• [PROBLEM TO WORK ON]:
What is needed is an exact transcription of every entry below.

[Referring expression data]
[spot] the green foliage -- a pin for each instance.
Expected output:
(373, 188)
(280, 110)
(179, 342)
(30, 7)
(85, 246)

• [TASK RESPONSE]:
[spot] the green foliage -- a pin for each instance.
Expected output:
(373, 188)
(280, 110)
(179, 342)
(30, 7)
(85, 246)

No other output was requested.